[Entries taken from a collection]
◇ ◇ ◇ ◇

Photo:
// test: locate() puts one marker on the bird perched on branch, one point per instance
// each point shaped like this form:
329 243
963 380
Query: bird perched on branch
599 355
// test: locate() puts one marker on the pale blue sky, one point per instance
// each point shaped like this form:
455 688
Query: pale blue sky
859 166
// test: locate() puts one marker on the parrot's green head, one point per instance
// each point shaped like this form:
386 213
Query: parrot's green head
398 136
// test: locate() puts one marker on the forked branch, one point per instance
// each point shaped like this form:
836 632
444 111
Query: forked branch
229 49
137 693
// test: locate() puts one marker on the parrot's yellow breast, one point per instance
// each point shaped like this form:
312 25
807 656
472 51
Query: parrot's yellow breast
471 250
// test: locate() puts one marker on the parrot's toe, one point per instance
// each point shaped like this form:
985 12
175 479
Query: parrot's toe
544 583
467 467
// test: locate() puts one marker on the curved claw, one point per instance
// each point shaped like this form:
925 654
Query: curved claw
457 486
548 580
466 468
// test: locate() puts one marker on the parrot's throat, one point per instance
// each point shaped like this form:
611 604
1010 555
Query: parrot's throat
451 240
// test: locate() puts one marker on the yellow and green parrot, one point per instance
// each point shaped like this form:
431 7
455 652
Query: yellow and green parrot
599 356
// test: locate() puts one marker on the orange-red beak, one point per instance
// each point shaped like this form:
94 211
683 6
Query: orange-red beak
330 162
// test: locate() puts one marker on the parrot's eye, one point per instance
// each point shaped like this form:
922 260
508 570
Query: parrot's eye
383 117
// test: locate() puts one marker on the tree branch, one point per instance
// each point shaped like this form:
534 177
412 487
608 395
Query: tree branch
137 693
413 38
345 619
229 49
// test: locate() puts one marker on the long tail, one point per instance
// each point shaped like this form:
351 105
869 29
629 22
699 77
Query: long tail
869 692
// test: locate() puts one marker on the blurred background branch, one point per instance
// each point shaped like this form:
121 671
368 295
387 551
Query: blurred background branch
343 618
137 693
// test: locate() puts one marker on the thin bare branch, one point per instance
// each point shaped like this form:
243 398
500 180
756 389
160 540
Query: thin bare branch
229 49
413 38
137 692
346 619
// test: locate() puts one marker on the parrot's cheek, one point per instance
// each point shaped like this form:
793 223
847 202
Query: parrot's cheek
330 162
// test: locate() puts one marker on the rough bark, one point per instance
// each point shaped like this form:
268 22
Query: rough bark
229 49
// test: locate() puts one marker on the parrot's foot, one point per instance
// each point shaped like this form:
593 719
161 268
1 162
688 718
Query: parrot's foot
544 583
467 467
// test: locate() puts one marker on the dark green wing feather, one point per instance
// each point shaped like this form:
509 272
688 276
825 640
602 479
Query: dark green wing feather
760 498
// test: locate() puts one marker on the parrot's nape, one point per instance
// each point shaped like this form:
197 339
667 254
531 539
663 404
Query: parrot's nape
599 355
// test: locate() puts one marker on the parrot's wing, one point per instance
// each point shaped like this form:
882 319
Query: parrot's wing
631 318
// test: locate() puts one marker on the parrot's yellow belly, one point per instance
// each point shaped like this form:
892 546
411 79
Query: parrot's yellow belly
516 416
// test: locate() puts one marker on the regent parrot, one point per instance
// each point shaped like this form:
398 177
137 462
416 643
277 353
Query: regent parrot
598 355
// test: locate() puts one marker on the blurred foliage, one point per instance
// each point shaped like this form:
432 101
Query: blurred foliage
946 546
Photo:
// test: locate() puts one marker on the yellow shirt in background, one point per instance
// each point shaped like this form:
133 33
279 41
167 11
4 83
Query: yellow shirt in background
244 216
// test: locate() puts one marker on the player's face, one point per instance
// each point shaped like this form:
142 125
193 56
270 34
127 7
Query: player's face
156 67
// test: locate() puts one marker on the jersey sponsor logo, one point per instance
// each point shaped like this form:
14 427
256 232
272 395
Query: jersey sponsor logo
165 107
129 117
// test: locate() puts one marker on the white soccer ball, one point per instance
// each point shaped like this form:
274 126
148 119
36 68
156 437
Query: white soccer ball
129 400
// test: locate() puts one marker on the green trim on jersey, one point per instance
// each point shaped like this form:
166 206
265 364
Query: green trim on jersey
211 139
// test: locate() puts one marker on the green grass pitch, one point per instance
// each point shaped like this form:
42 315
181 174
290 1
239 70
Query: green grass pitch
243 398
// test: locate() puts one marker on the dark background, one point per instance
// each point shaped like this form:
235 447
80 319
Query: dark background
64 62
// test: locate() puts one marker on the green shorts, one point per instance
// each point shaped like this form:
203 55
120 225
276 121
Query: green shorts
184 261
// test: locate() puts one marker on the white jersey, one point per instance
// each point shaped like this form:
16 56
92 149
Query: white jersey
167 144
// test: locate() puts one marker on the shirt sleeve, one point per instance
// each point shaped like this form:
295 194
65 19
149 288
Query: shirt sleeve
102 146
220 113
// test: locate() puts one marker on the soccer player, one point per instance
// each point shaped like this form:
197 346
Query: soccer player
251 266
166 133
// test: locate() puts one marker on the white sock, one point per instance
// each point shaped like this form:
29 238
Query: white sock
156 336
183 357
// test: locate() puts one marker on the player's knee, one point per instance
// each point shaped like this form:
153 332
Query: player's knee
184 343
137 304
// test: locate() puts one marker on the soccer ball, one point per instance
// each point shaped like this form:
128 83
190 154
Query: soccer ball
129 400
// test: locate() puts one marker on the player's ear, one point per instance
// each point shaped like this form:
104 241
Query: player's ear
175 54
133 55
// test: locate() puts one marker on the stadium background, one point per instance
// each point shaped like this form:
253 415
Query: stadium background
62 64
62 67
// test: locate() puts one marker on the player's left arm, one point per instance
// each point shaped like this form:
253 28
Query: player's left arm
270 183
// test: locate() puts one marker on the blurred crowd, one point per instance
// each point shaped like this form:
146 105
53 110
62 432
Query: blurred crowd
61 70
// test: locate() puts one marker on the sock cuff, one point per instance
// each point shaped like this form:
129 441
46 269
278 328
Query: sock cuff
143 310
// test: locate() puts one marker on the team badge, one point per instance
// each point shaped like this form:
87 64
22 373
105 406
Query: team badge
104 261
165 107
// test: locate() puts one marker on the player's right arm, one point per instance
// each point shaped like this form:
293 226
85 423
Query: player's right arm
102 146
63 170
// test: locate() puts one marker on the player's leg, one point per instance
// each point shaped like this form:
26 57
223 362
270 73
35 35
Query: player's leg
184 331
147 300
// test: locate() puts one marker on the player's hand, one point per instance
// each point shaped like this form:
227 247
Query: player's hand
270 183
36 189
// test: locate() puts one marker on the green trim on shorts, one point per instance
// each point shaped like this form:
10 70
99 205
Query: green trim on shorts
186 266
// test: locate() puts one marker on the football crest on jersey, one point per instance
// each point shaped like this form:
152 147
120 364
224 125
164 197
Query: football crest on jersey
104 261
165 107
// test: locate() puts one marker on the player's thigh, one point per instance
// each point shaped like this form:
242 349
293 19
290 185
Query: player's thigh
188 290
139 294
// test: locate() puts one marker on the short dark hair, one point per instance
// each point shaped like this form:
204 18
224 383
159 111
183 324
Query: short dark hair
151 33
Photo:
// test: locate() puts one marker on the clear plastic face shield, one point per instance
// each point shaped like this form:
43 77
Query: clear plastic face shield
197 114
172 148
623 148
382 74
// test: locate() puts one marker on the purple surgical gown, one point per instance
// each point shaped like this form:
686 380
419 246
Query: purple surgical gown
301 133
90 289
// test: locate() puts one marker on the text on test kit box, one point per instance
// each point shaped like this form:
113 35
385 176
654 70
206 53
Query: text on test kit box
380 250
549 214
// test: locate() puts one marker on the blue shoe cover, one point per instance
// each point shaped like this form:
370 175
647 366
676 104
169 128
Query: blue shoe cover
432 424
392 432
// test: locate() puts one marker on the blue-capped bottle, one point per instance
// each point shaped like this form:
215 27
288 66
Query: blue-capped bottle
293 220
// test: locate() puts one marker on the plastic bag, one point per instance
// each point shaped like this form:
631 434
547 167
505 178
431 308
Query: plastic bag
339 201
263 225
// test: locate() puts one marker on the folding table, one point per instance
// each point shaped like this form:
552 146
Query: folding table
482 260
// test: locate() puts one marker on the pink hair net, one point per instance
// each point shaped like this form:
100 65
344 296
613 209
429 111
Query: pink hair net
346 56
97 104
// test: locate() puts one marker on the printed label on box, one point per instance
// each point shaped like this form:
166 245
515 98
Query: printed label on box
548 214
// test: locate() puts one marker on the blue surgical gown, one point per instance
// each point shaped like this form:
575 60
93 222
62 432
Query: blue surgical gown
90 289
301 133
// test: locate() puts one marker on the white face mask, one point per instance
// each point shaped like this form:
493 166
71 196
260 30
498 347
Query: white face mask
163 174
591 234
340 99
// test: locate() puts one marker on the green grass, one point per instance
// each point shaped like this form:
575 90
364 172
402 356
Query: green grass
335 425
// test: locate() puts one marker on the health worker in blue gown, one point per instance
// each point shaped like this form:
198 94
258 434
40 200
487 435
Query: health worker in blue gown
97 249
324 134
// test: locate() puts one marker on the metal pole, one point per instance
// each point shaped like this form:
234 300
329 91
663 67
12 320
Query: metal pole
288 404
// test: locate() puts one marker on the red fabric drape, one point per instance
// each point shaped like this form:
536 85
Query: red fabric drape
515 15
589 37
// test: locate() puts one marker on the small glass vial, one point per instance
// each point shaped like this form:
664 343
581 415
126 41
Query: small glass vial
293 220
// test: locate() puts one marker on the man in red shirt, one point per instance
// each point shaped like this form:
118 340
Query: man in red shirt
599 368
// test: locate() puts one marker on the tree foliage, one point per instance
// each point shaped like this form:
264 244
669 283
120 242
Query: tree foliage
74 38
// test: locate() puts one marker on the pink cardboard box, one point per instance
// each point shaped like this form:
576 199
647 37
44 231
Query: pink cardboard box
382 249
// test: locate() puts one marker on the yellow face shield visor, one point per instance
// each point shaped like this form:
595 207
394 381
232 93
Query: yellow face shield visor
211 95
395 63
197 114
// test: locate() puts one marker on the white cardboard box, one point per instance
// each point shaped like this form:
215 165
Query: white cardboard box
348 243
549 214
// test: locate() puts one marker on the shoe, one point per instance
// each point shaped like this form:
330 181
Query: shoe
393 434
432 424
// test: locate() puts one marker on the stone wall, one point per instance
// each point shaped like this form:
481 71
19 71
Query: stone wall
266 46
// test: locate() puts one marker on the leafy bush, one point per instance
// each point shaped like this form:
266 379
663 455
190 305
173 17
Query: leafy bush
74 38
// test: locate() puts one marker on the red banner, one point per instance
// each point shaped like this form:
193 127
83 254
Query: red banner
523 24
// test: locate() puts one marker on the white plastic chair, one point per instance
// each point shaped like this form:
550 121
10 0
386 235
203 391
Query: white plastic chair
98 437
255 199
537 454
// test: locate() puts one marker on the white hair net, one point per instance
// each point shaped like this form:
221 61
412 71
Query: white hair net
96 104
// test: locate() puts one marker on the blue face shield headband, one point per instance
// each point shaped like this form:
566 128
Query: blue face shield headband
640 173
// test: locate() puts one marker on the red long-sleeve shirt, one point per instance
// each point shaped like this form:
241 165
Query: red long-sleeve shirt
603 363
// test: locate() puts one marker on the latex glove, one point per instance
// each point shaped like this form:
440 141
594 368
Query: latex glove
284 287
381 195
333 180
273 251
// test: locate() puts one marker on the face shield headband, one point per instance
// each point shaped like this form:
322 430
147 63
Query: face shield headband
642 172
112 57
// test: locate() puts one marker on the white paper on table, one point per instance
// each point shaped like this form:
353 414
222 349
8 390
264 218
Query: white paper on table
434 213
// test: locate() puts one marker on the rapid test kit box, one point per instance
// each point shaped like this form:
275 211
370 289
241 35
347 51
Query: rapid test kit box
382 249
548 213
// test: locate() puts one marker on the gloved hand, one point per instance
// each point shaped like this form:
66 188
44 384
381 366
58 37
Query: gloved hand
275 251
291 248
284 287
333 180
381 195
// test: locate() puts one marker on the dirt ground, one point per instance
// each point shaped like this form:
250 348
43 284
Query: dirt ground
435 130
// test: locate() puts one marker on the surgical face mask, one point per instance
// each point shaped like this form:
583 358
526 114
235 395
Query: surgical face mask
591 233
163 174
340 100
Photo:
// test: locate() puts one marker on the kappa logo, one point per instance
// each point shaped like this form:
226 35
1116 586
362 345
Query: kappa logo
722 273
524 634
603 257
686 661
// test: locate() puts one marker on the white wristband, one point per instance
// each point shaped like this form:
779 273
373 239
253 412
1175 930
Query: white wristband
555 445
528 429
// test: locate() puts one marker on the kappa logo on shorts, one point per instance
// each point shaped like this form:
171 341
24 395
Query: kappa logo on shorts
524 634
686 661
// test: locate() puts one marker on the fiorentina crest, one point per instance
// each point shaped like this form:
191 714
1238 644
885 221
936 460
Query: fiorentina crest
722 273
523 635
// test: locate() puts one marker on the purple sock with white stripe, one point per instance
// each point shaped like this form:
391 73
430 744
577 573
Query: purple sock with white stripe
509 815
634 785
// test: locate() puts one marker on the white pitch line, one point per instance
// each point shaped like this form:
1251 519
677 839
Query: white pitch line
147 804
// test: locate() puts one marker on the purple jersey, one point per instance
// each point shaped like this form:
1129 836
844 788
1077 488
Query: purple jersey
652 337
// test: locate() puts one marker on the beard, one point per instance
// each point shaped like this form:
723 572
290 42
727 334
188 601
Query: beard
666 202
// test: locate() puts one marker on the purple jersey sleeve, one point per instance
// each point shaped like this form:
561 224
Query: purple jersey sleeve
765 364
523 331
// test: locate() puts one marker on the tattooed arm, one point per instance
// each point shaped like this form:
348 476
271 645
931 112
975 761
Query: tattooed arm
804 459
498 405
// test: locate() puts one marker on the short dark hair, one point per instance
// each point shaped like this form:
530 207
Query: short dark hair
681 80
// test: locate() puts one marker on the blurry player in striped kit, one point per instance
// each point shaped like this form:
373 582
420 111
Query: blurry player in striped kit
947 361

◇ ◇ ◇ ◇

Each line above from the one with "Query: dark background" up to and including the one with "white jersey, one point per instance" must be set down exactly, and no line outside that span may appear.

Task output:
Query: dark background
64 62
// test: locate() puts one marker on the green shorts, one point per instance
// each point shaped like this form:
203 55
120 225
276 121
Query: green shorts
184 261
// test: locate() puts one marker on the white jersey, one point per instance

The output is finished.